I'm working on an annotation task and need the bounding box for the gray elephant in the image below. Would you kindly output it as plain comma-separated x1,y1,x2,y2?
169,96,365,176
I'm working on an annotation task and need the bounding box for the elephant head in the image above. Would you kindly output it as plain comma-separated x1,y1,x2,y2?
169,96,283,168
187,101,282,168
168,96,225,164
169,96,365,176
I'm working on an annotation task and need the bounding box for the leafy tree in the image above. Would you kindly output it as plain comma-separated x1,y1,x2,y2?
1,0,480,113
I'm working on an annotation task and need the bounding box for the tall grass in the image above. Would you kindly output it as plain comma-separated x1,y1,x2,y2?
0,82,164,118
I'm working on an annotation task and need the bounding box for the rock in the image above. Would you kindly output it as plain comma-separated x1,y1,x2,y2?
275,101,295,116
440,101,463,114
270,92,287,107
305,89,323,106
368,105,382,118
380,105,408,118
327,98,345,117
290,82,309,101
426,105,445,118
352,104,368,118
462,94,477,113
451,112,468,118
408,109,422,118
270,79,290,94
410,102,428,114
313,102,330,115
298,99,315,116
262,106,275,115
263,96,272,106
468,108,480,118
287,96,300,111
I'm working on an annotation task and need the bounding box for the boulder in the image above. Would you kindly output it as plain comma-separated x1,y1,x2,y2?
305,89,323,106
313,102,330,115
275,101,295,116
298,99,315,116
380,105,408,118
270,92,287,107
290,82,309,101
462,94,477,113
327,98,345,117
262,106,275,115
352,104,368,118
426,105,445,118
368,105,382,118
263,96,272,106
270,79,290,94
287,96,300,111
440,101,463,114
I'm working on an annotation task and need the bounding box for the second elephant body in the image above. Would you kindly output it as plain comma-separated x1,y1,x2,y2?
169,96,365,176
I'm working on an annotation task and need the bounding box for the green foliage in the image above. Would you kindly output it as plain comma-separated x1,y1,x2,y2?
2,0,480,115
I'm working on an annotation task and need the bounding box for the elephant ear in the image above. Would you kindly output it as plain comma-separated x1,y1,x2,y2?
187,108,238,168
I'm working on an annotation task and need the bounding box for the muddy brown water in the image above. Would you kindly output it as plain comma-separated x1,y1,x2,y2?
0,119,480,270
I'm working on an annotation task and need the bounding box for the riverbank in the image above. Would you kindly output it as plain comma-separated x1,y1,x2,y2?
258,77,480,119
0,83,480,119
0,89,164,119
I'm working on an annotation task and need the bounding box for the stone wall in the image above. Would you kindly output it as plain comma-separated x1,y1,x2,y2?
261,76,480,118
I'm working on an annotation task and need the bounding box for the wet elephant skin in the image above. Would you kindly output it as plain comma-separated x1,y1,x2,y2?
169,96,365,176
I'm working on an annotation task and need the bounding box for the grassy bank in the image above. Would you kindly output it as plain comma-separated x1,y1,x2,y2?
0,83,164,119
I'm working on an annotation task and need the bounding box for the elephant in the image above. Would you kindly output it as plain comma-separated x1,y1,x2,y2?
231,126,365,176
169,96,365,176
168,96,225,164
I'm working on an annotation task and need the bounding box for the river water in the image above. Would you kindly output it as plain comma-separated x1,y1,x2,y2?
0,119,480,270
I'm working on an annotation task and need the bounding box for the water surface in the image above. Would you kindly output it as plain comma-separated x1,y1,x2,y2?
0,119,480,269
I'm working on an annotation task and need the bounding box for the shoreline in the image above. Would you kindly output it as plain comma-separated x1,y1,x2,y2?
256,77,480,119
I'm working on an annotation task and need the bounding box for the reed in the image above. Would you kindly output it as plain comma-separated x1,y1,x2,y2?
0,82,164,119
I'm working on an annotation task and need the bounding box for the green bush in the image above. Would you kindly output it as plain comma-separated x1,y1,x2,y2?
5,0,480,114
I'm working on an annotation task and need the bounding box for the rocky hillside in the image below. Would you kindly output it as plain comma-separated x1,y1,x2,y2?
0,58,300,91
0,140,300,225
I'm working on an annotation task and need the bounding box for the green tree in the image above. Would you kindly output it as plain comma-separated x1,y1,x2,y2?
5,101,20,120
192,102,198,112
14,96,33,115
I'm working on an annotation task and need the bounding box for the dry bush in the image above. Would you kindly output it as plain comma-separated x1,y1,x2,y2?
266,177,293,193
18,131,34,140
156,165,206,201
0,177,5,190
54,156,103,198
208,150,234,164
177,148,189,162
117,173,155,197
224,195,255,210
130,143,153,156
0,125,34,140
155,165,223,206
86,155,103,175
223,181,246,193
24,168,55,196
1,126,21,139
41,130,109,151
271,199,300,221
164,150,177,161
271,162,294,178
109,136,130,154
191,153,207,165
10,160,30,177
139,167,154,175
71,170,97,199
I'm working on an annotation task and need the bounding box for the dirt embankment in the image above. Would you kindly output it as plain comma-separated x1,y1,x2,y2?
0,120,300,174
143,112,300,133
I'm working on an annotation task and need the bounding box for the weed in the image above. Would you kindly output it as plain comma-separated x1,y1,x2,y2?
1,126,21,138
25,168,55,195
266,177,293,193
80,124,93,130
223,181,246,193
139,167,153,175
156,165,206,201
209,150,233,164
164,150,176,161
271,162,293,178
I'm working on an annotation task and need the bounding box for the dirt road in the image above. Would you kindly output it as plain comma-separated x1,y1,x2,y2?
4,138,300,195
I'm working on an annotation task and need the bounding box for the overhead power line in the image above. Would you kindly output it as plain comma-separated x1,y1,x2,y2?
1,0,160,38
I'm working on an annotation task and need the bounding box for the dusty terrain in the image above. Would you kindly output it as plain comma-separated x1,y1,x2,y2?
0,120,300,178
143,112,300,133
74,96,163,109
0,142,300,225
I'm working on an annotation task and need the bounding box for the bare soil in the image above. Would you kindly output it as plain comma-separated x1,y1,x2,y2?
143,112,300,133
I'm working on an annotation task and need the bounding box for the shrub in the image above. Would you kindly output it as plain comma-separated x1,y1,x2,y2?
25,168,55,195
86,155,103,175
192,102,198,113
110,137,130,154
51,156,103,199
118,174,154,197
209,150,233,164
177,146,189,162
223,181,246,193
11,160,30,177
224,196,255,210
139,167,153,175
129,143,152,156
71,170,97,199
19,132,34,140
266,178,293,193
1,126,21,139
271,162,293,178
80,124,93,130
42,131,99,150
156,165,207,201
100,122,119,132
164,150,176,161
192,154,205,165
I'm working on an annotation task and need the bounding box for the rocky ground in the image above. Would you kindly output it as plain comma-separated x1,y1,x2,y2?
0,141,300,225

....

Repeat the records from the very beginning through the line containing "1,0,480,113", and stop after that line.

I'm working on an annotation task and need the bounding box for the gray elephant in the image below. Would you kindly output it as plain comma-separated x1,y1,x2,y2?
169,96,365,176
I'm working on an annotation task and need the bounding box for the elephant head in the image above. Would you kindly output it as plain comma-separated x1,y1,x2,y2?
169,96,283,168
187,101,282,168
168,96,225,164
169,96,365,176
I'm working on an annotation task and need the bounding box for the leafy tree in the image above. Would you kindly output it as plain comma-separated x1,y1,x2,y2?
1,0,480,113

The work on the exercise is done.